(Records drawn from a dataset)
....
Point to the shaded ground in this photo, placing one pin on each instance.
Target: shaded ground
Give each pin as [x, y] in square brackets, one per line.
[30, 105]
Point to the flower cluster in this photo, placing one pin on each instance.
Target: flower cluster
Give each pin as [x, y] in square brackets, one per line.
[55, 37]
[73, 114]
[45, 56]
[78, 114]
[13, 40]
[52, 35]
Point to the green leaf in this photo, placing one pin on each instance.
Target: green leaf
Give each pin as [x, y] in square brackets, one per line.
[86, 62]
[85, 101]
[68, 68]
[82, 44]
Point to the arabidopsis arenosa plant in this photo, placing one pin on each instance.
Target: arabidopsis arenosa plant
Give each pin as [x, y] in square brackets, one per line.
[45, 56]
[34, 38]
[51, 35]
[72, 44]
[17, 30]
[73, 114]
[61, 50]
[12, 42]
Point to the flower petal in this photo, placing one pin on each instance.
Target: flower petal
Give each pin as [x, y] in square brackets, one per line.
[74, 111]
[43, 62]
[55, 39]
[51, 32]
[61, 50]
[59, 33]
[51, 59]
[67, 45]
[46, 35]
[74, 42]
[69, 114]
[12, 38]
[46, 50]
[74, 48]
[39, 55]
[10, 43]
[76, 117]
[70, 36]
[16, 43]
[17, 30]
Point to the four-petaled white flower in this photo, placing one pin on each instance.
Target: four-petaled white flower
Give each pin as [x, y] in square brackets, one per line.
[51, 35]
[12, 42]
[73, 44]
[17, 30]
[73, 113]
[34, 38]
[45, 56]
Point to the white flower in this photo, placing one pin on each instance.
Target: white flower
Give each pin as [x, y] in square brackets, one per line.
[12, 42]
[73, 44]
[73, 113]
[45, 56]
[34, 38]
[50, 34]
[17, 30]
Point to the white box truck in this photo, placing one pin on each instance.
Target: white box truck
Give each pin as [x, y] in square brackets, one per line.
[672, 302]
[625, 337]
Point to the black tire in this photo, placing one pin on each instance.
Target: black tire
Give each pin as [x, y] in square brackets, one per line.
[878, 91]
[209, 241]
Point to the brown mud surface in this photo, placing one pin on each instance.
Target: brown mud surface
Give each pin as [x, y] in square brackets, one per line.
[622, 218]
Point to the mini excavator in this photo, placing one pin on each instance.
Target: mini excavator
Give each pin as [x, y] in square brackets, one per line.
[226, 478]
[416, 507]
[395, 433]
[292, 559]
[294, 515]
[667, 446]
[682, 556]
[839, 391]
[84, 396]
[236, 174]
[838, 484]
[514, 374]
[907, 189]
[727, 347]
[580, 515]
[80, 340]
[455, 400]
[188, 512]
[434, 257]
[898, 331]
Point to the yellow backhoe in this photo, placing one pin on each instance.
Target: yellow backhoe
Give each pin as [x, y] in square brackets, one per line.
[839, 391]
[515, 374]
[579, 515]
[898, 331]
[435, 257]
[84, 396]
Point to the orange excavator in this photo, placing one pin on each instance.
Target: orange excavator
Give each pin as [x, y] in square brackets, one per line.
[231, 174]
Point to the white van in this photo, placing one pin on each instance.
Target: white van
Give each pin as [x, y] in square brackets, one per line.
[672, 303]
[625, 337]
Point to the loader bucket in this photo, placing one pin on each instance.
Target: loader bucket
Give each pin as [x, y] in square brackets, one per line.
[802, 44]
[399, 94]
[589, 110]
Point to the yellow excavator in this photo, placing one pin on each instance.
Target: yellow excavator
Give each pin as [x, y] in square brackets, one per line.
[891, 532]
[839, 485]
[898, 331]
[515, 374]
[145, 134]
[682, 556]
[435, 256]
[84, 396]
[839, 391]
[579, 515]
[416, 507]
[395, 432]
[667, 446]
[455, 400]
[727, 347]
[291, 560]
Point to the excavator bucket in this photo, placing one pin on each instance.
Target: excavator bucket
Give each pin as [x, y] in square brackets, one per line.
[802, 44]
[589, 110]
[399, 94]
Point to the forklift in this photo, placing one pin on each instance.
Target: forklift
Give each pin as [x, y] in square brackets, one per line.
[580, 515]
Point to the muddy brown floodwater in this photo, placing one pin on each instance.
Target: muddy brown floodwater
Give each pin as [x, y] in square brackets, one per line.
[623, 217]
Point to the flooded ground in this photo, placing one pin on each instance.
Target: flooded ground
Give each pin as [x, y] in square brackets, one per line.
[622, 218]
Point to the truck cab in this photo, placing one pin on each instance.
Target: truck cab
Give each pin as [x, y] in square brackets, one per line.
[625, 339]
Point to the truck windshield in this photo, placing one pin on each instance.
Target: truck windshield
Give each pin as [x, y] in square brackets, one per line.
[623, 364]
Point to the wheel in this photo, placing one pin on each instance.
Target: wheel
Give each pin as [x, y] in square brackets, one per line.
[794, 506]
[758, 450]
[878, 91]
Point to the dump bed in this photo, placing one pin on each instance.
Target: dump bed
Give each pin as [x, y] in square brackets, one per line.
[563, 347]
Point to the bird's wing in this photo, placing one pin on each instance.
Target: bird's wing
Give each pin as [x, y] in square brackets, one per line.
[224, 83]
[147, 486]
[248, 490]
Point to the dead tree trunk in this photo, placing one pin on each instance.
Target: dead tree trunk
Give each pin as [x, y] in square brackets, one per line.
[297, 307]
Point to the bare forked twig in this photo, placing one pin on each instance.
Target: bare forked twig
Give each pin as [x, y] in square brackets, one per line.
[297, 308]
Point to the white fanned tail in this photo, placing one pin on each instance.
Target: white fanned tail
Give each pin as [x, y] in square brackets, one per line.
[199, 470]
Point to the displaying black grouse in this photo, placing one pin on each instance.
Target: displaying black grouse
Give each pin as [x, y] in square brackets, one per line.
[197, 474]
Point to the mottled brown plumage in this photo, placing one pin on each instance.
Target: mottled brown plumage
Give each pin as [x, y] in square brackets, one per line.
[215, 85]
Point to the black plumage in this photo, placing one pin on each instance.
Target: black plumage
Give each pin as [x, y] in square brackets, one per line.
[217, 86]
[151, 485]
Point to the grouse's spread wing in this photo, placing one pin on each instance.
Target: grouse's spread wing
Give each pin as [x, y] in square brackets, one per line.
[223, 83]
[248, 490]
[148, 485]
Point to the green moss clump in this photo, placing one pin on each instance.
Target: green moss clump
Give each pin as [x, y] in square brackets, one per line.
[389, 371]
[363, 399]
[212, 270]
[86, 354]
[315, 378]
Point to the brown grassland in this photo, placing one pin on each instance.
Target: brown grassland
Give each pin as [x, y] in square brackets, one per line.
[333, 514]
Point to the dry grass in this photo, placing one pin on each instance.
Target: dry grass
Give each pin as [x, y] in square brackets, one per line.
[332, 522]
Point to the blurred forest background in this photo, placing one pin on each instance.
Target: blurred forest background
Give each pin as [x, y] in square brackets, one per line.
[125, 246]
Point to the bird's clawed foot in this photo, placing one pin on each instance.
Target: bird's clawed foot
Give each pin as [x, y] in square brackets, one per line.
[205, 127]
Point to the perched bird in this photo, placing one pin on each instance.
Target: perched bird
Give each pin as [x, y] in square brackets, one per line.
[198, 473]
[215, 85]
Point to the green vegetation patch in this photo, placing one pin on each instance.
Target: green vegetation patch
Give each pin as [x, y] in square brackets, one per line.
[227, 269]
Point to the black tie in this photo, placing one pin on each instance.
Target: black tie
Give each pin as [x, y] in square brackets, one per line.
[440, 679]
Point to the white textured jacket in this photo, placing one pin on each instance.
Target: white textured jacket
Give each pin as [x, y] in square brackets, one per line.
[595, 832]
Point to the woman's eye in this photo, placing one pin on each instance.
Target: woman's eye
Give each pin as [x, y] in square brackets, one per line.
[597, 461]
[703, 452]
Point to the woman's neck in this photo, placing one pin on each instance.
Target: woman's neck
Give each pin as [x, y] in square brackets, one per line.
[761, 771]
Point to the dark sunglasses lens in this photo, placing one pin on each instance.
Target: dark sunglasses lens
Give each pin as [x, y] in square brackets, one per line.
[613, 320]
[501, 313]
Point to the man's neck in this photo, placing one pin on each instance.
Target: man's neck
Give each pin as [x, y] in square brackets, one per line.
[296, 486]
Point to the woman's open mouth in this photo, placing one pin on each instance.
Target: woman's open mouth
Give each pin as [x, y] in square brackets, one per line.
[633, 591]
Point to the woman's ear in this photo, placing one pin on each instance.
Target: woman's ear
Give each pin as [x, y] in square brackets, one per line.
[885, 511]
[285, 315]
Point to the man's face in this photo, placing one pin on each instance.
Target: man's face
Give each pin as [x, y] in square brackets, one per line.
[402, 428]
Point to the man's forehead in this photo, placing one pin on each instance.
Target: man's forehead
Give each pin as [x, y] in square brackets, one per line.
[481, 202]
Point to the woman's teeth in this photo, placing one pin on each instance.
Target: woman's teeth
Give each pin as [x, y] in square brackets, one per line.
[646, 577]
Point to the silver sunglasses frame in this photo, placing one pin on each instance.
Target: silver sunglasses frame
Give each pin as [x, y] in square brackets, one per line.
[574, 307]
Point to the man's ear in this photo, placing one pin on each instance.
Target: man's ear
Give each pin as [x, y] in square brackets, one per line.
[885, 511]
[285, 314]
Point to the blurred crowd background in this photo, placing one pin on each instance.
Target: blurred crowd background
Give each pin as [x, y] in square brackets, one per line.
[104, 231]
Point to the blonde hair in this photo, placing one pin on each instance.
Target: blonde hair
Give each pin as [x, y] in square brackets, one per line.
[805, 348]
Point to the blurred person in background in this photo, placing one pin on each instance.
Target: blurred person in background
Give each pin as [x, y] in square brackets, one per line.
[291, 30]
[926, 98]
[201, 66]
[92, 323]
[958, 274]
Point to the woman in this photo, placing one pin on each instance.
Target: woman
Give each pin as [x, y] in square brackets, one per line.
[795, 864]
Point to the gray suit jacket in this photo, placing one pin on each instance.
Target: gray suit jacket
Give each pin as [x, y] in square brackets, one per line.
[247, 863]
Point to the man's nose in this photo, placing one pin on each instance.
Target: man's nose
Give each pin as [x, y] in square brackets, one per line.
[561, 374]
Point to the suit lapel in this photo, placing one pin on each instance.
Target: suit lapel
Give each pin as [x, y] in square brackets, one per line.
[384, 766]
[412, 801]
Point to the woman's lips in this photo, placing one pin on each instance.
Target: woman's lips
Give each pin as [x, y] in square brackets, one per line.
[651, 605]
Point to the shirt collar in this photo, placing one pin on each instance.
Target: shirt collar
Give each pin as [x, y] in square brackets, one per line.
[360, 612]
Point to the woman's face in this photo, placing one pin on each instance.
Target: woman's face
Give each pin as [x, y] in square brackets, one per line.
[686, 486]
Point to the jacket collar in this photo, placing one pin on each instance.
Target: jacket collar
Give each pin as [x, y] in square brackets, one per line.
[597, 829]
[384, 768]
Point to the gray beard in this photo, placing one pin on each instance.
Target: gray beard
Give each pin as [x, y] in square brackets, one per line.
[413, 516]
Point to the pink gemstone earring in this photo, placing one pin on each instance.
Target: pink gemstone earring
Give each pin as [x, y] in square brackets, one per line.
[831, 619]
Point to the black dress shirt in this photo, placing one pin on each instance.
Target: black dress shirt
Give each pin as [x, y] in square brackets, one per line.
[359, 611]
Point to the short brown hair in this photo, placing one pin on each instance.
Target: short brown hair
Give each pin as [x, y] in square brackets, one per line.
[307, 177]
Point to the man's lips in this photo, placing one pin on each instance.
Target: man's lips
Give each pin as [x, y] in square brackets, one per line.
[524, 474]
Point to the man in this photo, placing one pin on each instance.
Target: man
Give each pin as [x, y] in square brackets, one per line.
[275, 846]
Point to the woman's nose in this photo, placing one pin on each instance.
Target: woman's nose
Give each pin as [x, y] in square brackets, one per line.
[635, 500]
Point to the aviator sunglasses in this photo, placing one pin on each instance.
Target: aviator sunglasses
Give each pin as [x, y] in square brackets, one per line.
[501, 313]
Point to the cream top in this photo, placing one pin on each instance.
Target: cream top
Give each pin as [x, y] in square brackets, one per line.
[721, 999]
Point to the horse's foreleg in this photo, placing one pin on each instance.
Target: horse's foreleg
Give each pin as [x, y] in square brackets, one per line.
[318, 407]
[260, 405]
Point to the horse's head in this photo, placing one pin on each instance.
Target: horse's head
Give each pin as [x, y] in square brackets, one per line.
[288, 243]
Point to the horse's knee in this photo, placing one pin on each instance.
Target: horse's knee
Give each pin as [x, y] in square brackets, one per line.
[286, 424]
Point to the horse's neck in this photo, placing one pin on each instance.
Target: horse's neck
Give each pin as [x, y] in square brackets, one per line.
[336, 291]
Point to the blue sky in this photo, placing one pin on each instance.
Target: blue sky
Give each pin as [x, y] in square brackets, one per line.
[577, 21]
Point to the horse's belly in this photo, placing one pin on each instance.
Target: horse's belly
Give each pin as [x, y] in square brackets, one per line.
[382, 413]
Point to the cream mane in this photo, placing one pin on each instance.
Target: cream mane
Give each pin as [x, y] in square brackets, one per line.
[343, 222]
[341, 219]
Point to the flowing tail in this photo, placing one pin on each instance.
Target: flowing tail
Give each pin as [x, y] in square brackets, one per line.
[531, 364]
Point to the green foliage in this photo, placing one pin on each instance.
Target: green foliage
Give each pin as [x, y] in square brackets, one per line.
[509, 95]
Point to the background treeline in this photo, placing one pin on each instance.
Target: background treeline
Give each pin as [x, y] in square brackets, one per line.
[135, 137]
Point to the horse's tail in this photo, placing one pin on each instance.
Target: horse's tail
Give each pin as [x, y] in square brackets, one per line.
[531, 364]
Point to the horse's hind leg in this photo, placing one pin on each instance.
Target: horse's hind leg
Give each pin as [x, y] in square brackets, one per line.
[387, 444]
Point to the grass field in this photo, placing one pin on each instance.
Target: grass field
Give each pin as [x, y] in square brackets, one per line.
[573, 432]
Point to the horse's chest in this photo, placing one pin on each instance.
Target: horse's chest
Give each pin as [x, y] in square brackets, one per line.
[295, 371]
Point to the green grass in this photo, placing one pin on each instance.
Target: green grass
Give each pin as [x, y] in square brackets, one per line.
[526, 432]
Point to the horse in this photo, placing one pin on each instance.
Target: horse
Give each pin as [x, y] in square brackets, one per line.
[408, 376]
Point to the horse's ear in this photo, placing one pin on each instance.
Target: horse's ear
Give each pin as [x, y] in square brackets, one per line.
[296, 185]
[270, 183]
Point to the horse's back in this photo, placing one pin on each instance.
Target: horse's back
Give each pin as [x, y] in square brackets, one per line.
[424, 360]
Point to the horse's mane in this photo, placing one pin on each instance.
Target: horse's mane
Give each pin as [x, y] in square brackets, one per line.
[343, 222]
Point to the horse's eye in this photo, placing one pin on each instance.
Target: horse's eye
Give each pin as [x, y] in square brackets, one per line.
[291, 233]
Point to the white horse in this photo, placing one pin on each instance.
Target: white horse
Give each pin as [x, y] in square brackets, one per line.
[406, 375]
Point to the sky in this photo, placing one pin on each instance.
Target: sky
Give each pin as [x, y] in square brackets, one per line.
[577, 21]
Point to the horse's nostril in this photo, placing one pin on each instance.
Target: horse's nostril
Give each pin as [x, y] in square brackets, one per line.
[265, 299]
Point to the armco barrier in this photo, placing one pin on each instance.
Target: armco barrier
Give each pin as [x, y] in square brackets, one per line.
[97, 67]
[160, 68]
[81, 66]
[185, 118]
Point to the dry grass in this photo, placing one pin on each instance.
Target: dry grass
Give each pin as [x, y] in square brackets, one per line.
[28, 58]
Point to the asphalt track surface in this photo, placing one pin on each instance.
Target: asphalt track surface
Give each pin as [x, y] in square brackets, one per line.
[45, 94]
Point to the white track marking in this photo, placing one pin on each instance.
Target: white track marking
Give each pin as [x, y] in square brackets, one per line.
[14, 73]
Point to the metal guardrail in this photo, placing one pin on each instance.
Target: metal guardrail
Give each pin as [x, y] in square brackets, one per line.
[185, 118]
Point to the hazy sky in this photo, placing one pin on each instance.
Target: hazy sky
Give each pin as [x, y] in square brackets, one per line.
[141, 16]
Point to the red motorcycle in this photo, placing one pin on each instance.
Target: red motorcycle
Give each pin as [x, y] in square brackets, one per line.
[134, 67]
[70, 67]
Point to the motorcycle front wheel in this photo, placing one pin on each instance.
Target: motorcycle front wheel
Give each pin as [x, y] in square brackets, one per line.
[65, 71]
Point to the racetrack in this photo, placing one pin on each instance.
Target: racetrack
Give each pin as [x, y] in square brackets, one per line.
....
**ASSIGNMENT**
Some lines in the records may hold "surface"; state how many do, and give no more than that number.

**RESPONSE BELOW**
4